Document segment:
********

I _want_ to read more young adult books, but lately I haven't found any really satisfying series. I just want good characters, an interesting setting, a decent story, and lots of setups for payoffs that make me go, "Oooh". Also no toilet humour, _please_, really, you may be writing for kids but that's no excuse for being juvenile.


----------



## CoffeeCat (Sep 13, 2010)

I do enjoy reading YA quite a bit. I read the Harry Potter series in college and couldn't believe I'd waited so long to read it. After graduating, I offered to read the Twilight Series and the Maximum Ride series for the local bookstore I was working in since none of the other employees were big on the genre. 

Besides The Hunger Games trilogy and The Book Thief, the most recent YA novel I have read was Wintergirls by Laurie Hasle Anderson which I found to be excellent. As a pp said, it's not that long ago that I was a teenager. I remember that time in my life quite well.


----------



## meggjensen (Feb 17, 2011)

The majority of books I read are YA. My mom is an elementary school librarian and I get recommendations from her all the time, which is awesome! My hubby also reads YA, mainly because he reads whatever I hand him. 

I write YA and so do most of my writing friends, so it's a good thing I love it so much!

I do agree that Harry Potter created a huge shift in who reads kid lit. I don't think Twilight would have been as popular if Harry Potter hadn't already drawn the adult eye back to kid lit.

Then there are those of us who've never quite graduated to adult lit. I do read it, but not often.


----------



## kindlegrl81 (Jan 19, 2010)

I love YA books. Some of my favorites are: 

Harry Potter (of course)
Percy Jackson
Fablehaven
City of Ember series 
Anything written by L.J. Smith


----------



## EchelonPress (Sep 30, 2010)

I thoroughly enjoy reading YA books. A lot of times it is because even though there is angst, it isn't the stupid adult kind.

********

What is expected:
Copy out the forum thread on young adult books above in full, word for word and with its original formatting.

Given information:
********

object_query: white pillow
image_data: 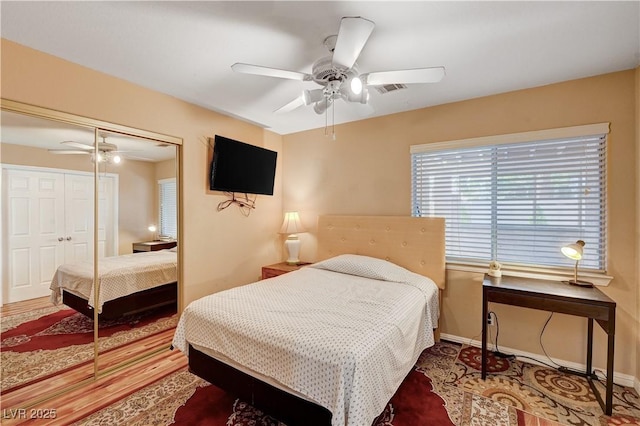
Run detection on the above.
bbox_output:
[309,254,424,283]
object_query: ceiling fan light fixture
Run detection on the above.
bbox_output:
[302,89,324,105]
[313,99,330,114]
[350,77,362,95]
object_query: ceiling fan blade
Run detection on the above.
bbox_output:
[333,16,375,69]
[302,89,324,105]
[231,62,312,81]
[47,149,91,154]
[274,95,304,114]
[361,67,445,86]
[60,141,93,151]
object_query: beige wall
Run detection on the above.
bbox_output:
[0,39,282,303]
[283,71,639,377]
[635,67,640,382]
[0,143,158,254]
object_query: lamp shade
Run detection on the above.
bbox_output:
[561,240,584,260]
[280,212,305,234]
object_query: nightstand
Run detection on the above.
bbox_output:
[133,241,178,253]
[262,262,311,280]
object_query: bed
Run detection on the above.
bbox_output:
[50,249,178,320]
[173,216,445,426]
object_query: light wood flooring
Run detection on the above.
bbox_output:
[0,298,187,425]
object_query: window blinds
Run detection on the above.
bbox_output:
[411,134,606,271]
[158,179,178,238]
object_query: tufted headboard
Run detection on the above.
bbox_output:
[318,215,445,289]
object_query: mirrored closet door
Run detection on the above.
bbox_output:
[0,99,181,409]
[97,129,178,371]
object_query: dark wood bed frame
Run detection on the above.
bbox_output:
[189,345,331,426]
[62,282,178,320]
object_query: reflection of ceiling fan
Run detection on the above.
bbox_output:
[231,16,445,114]
[48,136,122,164]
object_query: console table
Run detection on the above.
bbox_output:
[482,275,616,416]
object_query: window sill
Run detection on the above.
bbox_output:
[446,262,613,287]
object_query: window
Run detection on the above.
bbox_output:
[411,123,608,272]
[158,179,178,238]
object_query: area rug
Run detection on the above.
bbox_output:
[0,306,177,392]
[76,342,640,426]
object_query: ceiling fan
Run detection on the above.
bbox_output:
[48,136,122,164]
[231,16,445,114]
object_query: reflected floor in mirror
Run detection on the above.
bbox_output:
[0,297,177,396]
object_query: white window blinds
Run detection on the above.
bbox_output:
[411,134,606,271]
[158,179,178,238]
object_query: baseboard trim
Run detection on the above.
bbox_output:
[440,333,640,393]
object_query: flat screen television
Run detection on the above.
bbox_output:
[209,135,278,195]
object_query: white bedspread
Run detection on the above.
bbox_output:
[173,255,438,426]
[50,250,178,313]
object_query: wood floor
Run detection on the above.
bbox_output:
[0,298,187,425]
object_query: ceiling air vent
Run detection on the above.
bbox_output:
[374,84,407,95]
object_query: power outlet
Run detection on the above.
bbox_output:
[487,312,496,325]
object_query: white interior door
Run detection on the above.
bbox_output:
[64,174,93,263]
[2,169,66,303]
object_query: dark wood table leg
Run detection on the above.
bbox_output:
[481,287,488,380]
[604,309,616,416]
[585,318,593,377]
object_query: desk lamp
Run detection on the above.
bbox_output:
[280,212,306,265]
[561,240,593,287]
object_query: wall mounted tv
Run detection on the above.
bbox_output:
[209,135,278,195]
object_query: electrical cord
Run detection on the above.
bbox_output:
[480,311,607,381]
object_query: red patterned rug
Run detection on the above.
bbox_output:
[78,342,640,426]
[0,306,177,392]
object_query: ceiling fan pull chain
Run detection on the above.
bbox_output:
[331,102,336,140]
[324,98,329,137]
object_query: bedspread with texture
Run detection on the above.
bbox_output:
[50,250,178,313]
[173,255,439,426]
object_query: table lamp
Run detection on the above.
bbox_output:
[147,225,158,241]
[561,240,593,287]
[280,212,306,265]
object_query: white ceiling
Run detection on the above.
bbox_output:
[0,0,640,134]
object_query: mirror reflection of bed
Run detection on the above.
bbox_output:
[0,110,177,400]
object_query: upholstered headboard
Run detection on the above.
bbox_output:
[318,216,445,289]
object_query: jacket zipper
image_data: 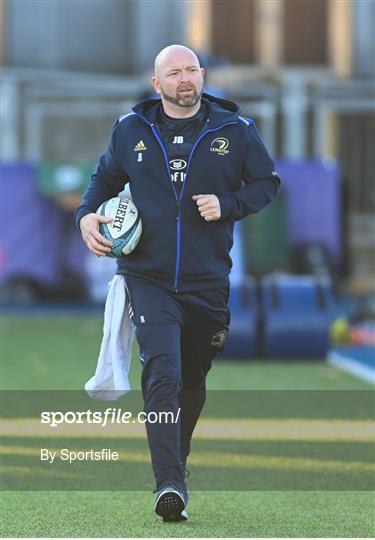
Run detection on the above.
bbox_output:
[137,113,237,293]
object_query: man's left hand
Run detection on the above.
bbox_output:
[193,195,221,221]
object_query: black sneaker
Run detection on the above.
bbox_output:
[155,483,188,522]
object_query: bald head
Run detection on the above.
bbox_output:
[152,45,204,118]
[155,45,200,77]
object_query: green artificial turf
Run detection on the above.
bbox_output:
[3,491,375,538]
[1,315,375,538]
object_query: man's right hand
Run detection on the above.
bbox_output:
[79,214,112,257]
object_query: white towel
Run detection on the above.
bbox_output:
[85,275,134,401]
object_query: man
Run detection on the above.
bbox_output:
[75,45,279,521]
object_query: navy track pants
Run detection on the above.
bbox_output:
[126,275,230,489]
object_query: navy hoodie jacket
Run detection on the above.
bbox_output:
[75,94,280,292]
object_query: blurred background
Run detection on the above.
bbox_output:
[0,0,375,380]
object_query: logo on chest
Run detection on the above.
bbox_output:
[210,137,229,156]
[169,159,187,183]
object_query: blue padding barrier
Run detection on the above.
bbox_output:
[222,278,258,359]
[261,274,334,358]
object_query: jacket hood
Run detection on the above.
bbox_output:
[133,93,240,128]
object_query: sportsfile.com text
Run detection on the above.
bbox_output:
[40,407,180,427]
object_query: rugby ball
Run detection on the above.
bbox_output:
[96,197,142,258]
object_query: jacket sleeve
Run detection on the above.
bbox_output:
[74,120,129,228]
[218,123,280,220]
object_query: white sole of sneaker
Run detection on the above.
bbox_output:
[155,488,187,521]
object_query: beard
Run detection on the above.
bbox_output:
[160,86,203,107]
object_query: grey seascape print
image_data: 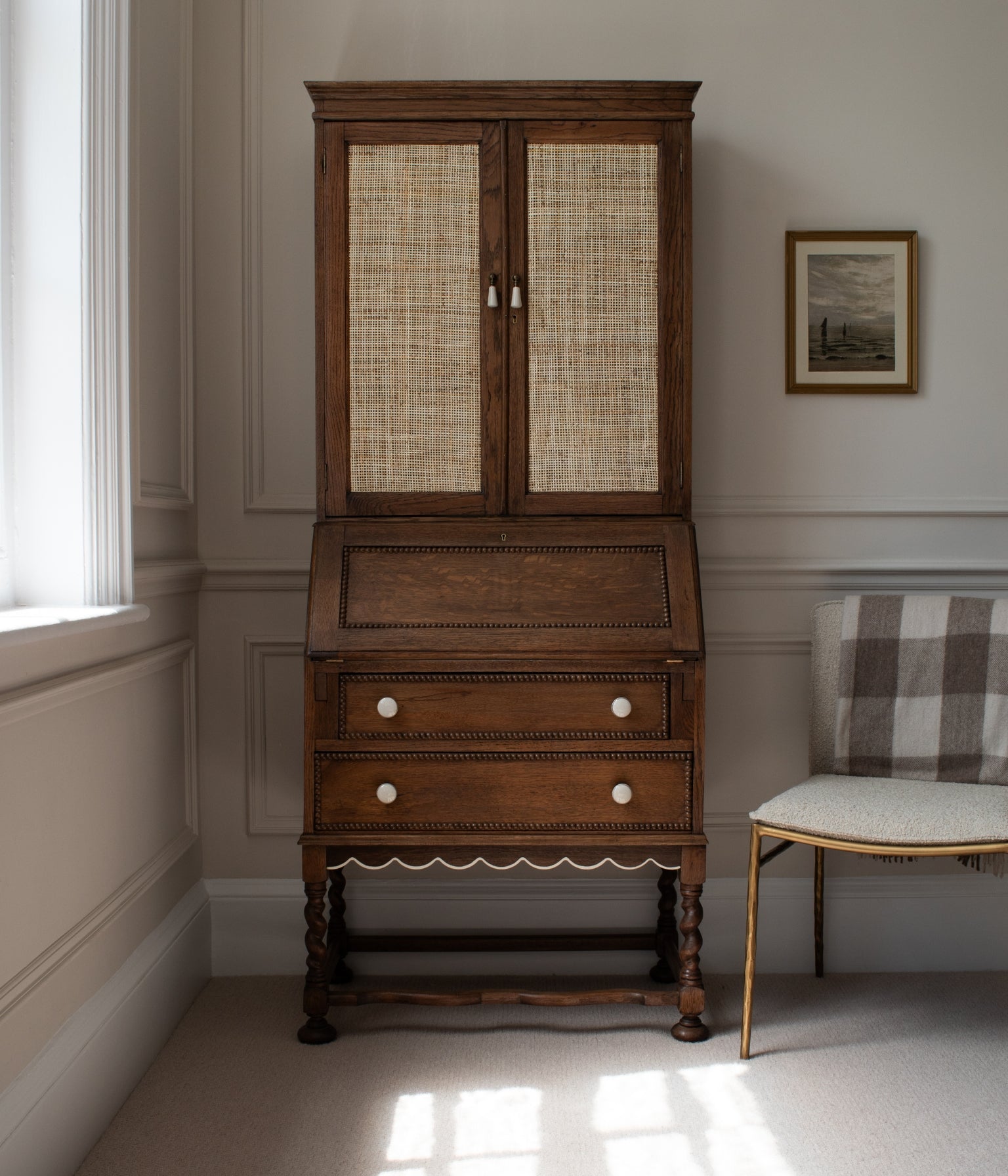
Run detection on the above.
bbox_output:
[808,253,896,371]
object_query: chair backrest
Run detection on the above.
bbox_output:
[808,600,843,776]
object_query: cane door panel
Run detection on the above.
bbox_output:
[508,122,683,514]
[320,122,503,515]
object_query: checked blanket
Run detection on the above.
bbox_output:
[833,597,1008,784]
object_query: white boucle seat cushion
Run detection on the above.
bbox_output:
[749,775,1008,845]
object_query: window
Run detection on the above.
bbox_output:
[0,0,146,644]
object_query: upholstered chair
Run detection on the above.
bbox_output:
[741,600,1008,1059]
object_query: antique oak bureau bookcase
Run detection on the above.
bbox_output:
[299,82,707,1043]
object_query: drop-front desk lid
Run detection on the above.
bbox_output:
[308,518,704,658]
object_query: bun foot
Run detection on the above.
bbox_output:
[297,1017,337,1045]
[331,959,354,984]
[671,1016,711,1041]
[648,959,675,984]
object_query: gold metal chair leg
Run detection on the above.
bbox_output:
[814,845,826,980]
[739,824,763,1059]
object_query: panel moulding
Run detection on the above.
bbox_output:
[245,636,304,836]
[0,641,199,1016]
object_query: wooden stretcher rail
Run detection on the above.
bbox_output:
[329,988,679,1007]
[349,931,654,952]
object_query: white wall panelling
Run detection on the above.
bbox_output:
[0,640,199,1016]
[241,0,315,514]
[245,636,304,837]
[131,0,196,509]
[207,879,1008,976]
[83,0,133,604]
[0,882,211,1176]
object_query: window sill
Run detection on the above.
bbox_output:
[0,604,150,649]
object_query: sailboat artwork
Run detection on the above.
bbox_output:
[808,253,896,371]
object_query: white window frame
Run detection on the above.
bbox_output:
[0,0,148,643]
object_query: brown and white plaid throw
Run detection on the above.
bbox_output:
[834,597,1008,784]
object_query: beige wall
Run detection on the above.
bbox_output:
[0,0,201,1089]
[194,0,1008,877]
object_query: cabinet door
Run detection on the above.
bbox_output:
[318,122,505,516]
[508,121,688,515]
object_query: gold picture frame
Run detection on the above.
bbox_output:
[784,230,917,393]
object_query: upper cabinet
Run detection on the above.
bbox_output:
[308,82,696,517]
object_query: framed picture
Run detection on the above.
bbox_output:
[786,232,917,392]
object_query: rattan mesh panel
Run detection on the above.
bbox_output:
[349,144,480,493]
[527,144,659,493]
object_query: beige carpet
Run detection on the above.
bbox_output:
[79,973,1008,1176]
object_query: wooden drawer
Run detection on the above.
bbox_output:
[334,674,673,740]
[314,751,693,833]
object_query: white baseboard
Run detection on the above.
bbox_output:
[0,882,211,1176]
[206,870,1008,976]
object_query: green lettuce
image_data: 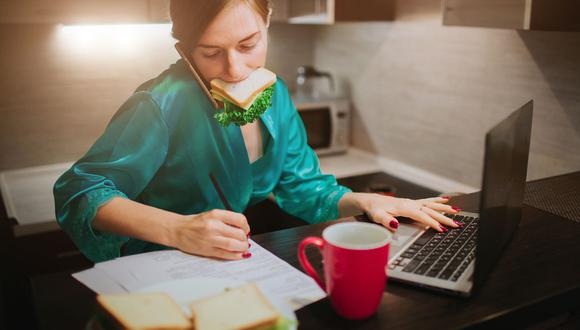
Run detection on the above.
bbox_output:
[214,84,276,127]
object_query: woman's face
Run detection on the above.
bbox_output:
[191,1,268,83]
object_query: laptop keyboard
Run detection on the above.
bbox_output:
[389,214,479,282]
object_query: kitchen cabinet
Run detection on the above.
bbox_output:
[0,0,169,24]
[273,0,395,24]
[443,0,580,31]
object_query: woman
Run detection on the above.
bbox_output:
[54,0,458,262]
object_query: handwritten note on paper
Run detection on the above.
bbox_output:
[76,241,325,309]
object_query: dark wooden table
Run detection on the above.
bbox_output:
[21,189,580,329]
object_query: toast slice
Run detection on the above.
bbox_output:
[97,293,192,330]
[190,284,282,330]
[210,68,276,110]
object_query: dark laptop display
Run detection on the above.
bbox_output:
[474,101,533,288]
[389,101,533,296]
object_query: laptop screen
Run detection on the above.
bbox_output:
[474,101,533,289]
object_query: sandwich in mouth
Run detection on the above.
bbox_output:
[210,68,276,127]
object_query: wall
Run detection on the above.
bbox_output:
[0,24,313,171]
[314,0,580,187]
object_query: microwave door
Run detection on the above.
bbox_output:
[298,107,334,154]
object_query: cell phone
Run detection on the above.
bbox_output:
[175,42,219,109]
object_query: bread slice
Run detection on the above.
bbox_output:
[210,68,276,110]
[190,284,281,330]
[97,293,191,330]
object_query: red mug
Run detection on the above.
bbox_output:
[298,222,392,320]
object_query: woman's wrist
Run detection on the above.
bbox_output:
[338,192,364,218]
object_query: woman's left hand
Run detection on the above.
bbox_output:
[344,193,460,232]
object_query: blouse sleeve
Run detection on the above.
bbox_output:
[274,101,351,223]
[54,92,169,262]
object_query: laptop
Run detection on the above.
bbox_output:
[388,101,533,297]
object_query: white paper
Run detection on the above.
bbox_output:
[73,268,127,294]
[74,240,325,309]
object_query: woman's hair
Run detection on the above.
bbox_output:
[169,0,271,51]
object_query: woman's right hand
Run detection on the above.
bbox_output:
[170,209,251,260]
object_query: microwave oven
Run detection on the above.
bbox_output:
[296,99,351,156]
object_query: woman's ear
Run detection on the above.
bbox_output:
[266,7,272,29]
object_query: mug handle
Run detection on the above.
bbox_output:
[298,236,326,292]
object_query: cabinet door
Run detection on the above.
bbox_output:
[443,0,531,29]
[271,0,290,22]
[0,0,149,24]
[287,0,335,24]
[334,0,395,22]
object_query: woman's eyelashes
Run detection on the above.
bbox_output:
[202,42,258,58]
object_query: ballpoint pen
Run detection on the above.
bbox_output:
[209,173,252,258]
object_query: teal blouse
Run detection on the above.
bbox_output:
[54,61,350,262]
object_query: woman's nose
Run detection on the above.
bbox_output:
[226,54,246,82]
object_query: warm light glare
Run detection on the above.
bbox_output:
[58,24,171,54]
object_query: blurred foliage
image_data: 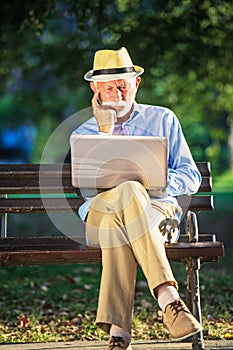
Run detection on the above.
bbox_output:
[0,0,233,172]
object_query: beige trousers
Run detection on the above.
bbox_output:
[86,181,177,333]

********

Solution to the exercise:
I _want_ to read more young adult books, but lately I haven't found any really satisfying series. I just want good characters, an interesting setting, a decent story, and lots of setups for payoffs that make me go, "Oooh". Also no toilet humour, _please_, really, you may be writing for kids but that's no excuse for being juvenile.


----------



## CoffeeCat (Sep 13, 2010)

I do enjoy reading YA quite a bit. I read the Harry Potter series in college and couldn't believe I'd waited so long to read it. After graduating, I offered to read the Twilight Series and the Maximum Ride series for the local bookstore I was working in since none of the other employees were big on the genre. 

Besides The Hunger Games trilogy and The Book Thief, the most recent YA novel I have read was Wintergirls by Laurie Hasle Anderson which I found to be excellent. As a pp said, it's not that long ago that I was a teenager. I remember that time in my life quite well.


----------



## meggjensen (Feb 17, 2011)

The majority of books I read are YA. My mom is an elementary school librarian and I get recommendations from her all the time, which is awesome! My hubby also reads YA, mainly because he reads whatever I hand him. 

I write YA and so do most of my writing friends, so it's a good thing I love it so much!

I do agree that Harry Potter created a huge shift in who reads kid lit. I don't think Twilight would have been as popular if Harry Potter hadn't already drawn the adult eye back to kid lit.

Then there are those of us who've never quite graduated to adult lit. I do read it, but not often.


----------



## kindlegrl81 (Jan 19, 2010)

I love YA books. Some of my favorites are: 

Harry Potter (of course)
Percy Jackson
Fablehaven
City of Ember series 
Anything written by L.J. Smith


----------



## EchelonPress (Sep 30, 2010)

I thoroughly enjoy reading YA books. A lot of times it is because even though there is angst, it isn't the stupid adult kind.